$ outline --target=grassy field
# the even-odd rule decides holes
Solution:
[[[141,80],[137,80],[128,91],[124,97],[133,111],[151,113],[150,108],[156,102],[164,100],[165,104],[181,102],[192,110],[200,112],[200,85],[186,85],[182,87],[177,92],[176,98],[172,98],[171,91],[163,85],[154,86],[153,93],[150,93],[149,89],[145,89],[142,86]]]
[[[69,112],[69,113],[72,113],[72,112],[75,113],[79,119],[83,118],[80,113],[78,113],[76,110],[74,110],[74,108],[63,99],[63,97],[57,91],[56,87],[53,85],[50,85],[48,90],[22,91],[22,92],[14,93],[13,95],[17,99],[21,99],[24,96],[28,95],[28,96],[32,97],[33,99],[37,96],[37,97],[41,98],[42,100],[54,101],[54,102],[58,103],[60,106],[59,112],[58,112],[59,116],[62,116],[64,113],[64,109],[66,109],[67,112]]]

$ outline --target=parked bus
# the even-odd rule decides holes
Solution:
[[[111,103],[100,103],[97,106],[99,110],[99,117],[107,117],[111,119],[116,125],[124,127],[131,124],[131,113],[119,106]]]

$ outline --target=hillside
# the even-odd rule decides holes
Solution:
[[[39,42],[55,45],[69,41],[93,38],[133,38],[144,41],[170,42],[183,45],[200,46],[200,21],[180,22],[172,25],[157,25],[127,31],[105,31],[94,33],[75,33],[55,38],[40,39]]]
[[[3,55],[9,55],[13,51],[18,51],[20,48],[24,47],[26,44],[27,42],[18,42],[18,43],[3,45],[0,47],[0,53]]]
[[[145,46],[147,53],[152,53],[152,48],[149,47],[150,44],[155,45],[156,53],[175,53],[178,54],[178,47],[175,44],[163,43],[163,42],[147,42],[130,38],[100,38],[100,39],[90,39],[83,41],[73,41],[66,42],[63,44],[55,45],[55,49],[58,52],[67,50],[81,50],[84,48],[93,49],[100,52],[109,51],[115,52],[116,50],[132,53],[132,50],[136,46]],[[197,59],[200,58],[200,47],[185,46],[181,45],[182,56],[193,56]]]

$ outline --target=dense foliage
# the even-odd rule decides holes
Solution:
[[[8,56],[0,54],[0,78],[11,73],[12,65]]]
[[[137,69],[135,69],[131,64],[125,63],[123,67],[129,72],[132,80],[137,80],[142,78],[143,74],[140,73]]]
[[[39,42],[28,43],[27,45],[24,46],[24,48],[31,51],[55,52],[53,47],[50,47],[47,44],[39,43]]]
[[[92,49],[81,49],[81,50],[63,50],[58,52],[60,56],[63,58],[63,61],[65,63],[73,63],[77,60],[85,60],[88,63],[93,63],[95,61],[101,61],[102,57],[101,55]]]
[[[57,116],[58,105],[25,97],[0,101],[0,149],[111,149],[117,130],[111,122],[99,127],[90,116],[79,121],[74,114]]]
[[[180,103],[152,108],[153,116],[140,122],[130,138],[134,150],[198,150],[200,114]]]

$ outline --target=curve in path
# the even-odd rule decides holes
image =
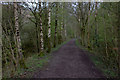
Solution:
[[[86,52],[71,40],[55,51],[46,69],[37,71],[35,78],[102,78]]]

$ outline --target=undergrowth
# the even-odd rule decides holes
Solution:
[[[108,68],[108,66],[104,63],[103,57],[100,54],[97,54],[96,52],[91,51],[88,48],[85,48],[84,46],[82,46],[79,43],[78,39],[76,39],[75,43],[79,48],[83,49],[84,51],[88,51],[90,53],[90,54],[88,54],[90,59],[96,65],[96,67],[99,68],[103,72],[103,74],[106,77],[114,78],[117,76],[117,73],[114,70]]]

* * * * * * * * *

Extract from the data above every line that contains the word "outline", copying each line in full.

$ outline --target=grassy field
$ outline --target=parked bus
$ outline --target=hillside
$ outline --target=dense foliage
$ outline --target=curve in path
$ outline --target=undergrowth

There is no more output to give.